Exercise: Write out the records below word for word, please.

[Excerpts of location labeling data]
━━━━━━━━━━━━━━━━━━━━━━━━━━━━━━

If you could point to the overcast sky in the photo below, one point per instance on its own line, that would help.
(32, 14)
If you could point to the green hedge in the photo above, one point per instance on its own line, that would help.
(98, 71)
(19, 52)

━━━━━━━━━━━━━━━━━━━━━━━━━━━━━━

Answer to the exercise:
If you could point to the overcast sky in the photo below, one point per instance on its own line, that would help.
(32, 14)
If you could point to the green hedge in the photo above, one point per instance on its own line, that would help.
(98, 71)
(19, 52)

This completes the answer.